Wherever a line of the records contains "block", copy that line.

Source data:
:::
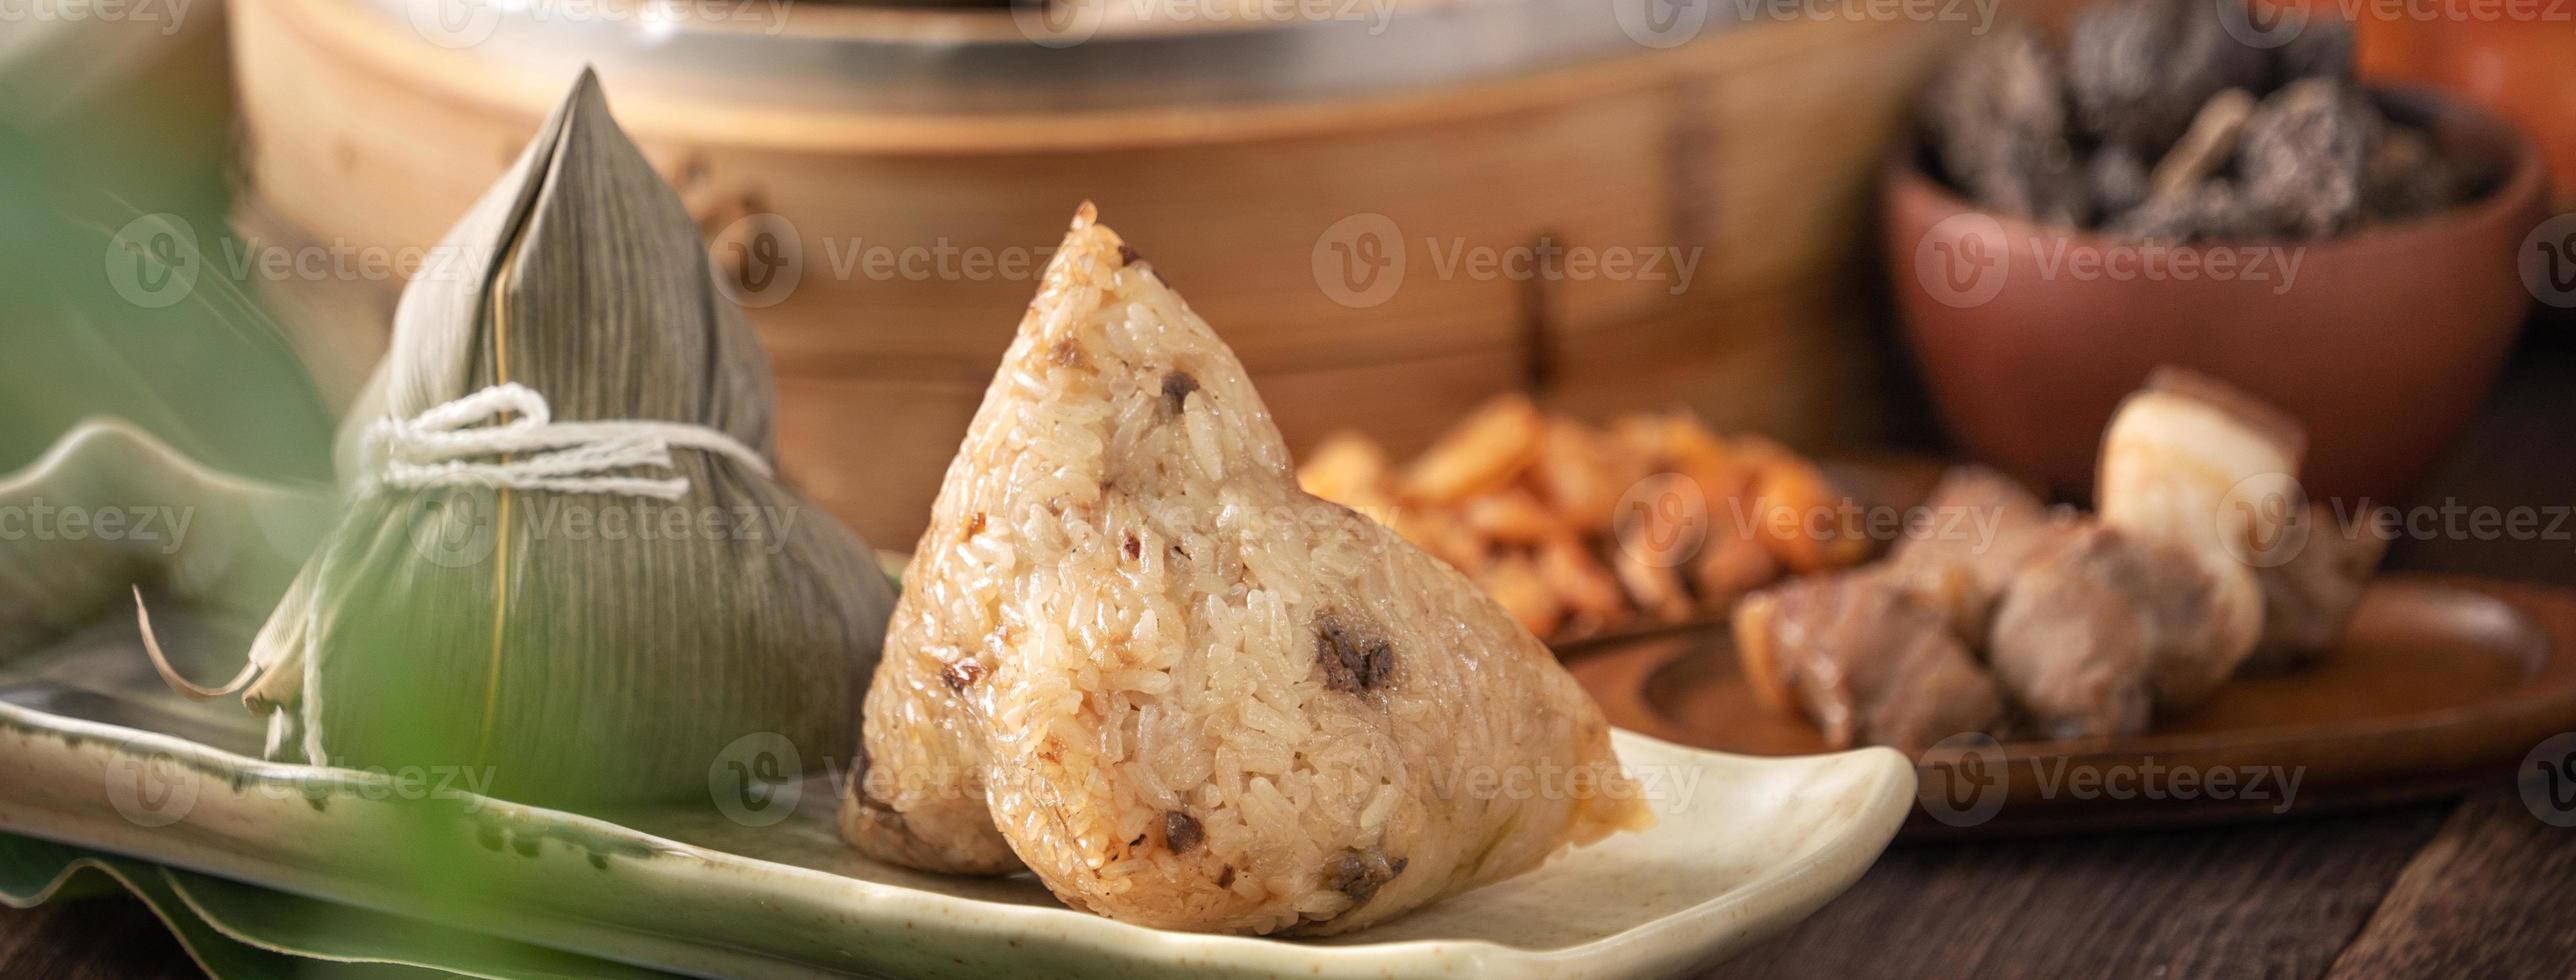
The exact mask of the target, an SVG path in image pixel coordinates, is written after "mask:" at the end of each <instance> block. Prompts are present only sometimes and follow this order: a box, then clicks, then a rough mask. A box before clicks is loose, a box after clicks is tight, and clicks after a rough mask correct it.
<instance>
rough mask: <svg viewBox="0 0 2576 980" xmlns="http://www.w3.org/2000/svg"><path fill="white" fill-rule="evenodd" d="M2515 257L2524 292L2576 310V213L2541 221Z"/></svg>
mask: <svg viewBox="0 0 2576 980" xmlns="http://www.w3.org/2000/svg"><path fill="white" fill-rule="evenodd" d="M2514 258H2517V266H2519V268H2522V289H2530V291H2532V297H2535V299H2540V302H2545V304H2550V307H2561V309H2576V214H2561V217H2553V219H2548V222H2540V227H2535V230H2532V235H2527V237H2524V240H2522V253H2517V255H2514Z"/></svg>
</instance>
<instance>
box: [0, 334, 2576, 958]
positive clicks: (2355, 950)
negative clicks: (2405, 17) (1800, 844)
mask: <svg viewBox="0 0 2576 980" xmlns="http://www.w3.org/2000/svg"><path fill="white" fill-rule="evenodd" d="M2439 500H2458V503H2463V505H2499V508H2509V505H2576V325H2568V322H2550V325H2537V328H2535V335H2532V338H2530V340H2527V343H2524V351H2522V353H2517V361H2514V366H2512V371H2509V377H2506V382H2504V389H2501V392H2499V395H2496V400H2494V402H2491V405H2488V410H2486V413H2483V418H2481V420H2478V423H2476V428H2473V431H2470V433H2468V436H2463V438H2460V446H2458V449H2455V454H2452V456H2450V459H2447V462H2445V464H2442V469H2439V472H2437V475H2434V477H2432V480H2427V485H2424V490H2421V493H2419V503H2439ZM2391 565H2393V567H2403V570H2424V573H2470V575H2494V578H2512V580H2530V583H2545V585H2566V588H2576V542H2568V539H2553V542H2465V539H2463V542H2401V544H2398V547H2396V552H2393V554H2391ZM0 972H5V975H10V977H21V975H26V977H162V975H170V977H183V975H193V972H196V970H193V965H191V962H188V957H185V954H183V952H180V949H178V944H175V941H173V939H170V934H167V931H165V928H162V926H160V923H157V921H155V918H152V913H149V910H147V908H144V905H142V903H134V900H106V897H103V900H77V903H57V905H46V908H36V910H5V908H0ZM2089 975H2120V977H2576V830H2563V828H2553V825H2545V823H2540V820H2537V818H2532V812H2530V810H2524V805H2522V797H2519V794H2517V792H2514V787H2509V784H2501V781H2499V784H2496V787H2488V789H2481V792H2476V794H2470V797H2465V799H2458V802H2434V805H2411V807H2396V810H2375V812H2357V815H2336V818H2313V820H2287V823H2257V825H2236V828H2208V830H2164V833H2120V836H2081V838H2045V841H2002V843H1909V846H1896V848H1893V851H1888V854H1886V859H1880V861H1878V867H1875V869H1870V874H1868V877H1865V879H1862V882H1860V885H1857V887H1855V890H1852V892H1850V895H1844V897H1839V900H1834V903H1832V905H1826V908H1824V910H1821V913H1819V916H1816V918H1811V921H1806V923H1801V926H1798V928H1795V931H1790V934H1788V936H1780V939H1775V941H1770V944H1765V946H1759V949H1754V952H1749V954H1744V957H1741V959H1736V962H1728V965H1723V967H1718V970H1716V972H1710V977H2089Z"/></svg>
:::
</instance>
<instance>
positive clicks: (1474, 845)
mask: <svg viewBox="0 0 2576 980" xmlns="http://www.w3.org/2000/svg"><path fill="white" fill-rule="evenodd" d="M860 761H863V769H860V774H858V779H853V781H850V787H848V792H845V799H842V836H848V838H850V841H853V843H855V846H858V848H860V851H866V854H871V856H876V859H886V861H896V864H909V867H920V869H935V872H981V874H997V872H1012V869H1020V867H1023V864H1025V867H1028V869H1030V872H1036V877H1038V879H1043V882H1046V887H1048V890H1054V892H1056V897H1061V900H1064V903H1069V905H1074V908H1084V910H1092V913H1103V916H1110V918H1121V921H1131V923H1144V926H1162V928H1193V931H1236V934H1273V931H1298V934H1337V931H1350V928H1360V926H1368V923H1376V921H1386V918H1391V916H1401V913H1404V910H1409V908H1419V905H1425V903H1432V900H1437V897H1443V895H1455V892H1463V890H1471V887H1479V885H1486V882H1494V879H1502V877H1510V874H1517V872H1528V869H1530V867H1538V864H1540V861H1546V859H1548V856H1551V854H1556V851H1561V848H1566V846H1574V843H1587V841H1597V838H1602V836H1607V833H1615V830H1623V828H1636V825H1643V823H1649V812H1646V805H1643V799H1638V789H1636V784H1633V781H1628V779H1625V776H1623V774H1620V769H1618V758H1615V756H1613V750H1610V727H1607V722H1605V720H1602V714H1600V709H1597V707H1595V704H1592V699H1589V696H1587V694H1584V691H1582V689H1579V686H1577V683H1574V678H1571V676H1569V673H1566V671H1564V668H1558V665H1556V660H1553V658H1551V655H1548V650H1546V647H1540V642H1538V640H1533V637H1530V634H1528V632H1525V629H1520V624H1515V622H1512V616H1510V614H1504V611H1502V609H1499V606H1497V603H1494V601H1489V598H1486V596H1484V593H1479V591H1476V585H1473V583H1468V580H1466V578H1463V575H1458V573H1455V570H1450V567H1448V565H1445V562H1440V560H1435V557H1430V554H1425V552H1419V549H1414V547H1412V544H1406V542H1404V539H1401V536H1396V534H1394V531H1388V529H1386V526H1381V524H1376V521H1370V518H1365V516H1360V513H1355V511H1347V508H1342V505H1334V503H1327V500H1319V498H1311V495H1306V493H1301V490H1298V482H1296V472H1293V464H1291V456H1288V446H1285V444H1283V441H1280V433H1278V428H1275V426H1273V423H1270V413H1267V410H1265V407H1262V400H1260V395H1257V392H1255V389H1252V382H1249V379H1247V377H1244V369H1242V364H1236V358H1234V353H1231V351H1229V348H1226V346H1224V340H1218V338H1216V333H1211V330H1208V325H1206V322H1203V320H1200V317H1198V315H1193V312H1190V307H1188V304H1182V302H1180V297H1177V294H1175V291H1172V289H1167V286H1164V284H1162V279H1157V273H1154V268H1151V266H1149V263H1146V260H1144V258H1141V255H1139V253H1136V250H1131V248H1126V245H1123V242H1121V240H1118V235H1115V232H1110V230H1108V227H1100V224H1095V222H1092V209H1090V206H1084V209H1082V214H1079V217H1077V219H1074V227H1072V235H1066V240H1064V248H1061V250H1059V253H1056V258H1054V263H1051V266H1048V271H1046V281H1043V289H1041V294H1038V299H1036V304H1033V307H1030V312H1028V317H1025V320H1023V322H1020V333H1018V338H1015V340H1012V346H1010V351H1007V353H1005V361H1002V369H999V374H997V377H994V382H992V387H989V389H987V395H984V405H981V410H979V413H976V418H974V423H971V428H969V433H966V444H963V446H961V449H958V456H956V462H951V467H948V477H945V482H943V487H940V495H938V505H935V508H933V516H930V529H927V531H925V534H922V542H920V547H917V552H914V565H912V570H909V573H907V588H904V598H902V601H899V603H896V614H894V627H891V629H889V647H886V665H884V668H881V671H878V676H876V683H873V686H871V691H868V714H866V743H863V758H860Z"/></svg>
:::
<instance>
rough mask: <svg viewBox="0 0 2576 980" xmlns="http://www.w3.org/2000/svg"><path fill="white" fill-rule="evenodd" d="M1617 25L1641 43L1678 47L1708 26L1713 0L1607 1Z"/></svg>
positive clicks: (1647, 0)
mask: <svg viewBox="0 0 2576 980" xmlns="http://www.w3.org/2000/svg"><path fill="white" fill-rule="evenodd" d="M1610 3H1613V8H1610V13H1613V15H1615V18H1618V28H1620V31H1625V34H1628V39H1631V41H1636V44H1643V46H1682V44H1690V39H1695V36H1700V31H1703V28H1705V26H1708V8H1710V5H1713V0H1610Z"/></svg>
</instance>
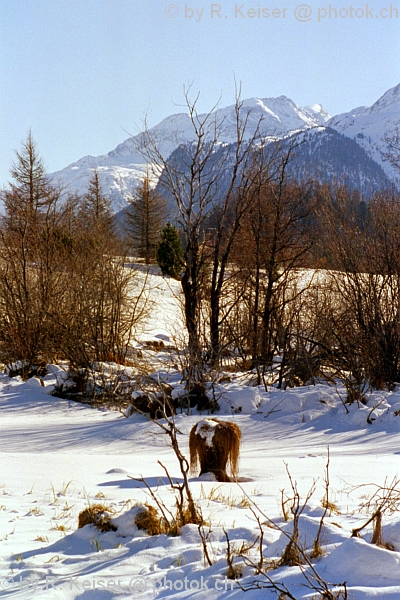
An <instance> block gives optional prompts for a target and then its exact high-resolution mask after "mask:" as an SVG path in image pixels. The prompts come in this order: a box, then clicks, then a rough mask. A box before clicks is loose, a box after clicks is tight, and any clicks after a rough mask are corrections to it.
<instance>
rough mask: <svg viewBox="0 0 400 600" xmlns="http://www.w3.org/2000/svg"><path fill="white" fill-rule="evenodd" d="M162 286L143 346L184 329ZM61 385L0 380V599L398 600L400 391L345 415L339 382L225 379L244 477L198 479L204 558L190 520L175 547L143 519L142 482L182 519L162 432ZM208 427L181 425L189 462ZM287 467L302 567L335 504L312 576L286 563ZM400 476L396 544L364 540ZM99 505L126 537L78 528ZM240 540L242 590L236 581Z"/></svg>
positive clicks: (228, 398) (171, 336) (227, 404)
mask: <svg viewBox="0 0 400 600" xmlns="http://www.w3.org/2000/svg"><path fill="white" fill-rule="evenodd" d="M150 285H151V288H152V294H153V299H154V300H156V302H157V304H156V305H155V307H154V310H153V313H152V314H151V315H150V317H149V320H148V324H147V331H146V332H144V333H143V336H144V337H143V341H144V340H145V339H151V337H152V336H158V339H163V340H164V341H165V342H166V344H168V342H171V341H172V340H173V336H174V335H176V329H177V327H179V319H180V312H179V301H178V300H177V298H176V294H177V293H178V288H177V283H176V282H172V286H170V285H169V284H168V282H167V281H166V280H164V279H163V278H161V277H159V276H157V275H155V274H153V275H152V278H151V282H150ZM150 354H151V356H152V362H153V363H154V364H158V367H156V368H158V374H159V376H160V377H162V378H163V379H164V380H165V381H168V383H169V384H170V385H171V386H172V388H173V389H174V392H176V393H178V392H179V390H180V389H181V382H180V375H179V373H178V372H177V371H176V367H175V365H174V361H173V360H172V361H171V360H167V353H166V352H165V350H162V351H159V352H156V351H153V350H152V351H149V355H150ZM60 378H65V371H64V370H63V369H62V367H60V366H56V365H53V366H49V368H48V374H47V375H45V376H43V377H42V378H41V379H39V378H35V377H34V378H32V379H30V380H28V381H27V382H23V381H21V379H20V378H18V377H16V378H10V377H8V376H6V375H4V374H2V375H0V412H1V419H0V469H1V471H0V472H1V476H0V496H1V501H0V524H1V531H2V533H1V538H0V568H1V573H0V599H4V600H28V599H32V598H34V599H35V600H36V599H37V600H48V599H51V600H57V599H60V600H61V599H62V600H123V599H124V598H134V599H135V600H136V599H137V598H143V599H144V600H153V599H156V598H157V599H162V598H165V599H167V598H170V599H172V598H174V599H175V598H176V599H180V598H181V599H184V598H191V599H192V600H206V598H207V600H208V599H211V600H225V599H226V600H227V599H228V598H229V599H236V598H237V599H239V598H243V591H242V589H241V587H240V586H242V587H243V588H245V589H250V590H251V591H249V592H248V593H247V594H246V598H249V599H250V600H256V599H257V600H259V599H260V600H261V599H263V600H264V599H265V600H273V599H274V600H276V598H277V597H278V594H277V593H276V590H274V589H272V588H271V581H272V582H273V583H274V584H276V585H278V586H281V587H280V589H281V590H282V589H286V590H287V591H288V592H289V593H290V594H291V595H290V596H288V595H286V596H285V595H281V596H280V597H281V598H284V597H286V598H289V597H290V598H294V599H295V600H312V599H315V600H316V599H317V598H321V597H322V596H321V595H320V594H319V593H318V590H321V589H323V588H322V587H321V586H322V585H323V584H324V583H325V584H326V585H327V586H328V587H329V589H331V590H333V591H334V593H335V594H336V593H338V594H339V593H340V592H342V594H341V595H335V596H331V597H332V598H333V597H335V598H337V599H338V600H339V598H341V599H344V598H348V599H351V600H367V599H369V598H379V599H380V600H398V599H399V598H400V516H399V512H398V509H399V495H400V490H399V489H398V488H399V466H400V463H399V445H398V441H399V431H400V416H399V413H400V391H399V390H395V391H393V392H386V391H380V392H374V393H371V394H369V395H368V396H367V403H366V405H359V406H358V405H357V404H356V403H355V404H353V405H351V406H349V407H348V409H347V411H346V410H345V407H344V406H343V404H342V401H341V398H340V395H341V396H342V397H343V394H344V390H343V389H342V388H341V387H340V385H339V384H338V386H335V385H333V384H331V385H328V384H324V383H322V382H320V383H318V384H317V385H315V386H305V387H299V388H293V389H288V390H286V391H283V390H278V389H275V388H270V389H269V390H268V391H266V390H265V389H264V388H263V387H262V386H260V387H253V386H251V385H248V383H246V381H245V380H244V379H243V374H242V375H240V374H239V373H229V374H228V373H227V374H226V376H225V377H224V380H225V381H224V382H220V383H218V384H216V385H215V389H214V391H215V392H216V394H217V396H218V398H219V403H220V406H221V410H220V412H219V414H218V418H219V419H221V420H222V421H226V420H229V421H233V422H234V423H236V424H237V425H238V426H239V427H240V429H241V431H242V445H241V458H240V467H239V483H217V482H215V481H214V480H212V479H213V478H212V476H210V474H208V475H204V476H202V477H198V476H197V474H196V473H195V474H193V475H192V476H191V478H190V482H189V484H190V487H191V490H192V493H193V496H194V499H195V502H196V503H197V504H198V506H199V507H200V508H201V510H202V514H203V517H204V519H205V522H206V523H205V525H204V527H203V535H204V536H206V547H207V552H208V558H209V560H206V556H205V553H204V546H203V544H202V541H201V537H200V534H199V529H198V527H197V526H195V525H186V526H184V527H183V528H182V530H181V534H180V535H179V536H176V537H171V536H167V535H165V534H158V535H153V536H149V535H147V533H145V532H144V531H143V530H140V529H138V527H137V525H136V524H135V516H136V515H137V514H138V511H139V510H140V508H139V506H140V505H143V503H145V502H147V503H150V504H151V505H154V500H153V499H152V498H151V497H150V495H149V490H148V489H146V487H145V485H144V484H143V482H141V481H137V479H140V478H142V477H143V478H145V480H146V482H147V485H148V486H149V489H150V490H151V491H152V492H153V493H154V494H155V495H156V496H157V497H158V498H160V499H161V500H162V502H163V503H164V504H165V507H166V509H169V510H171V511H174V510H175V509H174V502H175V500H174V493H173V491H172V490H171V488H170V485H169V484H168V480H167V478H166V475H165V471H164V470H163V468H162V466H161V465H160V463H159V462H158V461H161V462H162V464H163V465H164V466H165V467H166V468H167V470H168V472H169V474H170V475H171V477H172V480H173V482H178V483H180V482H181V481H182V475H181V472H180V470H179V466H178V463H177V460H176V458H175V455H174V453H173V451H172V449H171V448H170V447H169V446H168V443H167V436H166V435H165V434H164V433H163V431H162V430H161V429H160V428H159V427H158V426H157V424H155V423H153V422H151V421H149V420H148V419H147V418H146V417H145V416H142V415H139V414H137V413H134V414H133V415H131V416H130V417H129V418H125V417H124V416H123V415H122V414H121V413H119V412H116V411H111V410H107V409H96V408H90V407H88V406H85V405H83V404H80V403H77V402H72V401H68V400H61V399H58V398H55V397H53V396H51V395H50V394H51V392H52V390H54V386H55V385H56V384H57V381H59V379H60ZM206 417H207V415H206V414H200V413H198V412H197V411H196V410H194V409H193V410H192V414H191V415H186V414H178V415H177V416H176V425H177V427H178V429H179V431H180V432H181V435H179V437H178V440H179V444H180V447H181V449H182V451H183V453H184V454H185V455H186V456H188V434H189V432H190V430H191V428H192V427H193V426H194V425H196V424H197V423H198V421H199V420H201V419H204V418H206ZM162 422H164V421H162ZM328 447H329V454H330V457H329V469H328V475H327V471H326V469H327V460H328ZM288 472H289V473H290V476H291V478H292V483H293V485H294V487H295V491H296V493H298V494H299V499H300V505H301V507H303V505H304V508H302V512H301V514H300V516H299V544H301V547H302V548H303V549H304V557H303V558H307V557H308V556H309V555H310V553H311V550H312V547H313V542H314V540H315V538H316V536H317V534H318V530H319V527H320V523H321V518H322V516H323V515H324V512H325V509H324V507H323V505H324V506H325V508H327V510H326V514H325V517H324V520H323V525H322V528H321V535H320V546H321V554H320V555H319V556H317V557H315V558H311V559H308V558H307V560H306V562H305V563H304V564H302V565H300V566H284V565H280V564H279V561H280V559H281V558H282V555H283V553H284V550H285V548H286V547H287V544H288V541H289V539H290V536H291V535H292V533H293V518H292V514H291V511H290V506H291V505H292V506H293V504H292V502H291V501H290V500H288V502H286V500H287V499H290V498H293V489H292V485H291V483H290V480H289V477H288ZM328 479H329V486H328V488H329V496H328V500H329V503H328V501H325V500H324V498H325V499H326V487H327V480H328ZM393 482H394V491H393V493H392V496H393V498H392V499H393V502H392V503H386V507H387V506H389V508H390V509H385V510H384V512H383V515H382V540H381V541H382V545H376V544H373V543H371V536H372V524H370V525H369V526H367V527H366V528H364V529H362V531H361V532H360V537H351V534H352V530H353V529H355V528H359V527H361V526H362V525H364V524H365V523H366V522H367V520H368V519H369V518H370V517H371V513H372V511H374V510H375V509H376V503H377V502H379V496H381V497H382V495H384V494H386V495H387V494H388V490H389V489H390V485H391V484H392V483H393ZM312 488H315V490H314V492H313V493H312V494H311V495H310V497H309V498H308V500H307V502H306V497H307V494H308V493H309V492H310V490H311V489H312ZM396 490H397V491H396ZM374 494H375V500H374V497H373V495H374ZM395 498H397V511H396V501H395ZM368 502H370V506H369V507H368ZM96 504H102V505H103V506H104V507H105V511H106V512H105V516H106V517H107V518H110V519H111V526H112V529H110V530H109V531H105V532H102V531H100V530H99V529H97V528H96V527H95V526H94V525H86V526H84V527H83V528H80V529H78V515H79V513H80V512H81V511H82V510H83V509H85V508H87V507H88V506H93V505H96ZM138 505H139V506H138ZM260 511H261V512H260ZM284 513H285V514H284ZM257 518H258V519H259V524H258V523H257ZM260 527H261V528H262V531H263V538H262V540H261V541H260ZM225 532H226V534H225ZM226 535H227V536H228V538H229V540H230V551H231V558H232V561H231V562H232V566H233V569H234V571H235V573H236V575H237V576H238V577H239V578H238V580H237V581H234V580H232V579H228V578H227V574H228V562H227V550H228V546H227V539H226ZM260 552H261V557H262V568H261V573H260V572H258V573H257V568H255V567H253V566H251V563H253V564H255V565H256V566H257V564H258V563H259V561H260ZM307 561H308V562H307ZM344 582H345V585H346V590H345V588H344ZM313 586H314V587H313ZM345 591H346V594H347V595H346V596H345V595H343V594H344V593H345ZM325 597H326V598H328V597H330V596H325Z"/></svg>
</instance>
:::
Answer box:
The exact mask of the target, an SVG path in image pixel coordinates, is written after "mask:" at the end of each <instance> block. Prompts are present only sometimes and follow this order: a box, then clicks, then a rough mask. A box before clicks is loose, a box after clicks is tight, and clicks after a rough mask correct it.
An <instance> block gives optional prompts for a target and then its exact high-resolution mask after "mask:" as an SVG path in image pixels. The prompts come in this order: a box, then clicks, then a rough mask. A box before clicks is loose, a box after clicks is tight, and any clicks after a rough mask are corrections to it.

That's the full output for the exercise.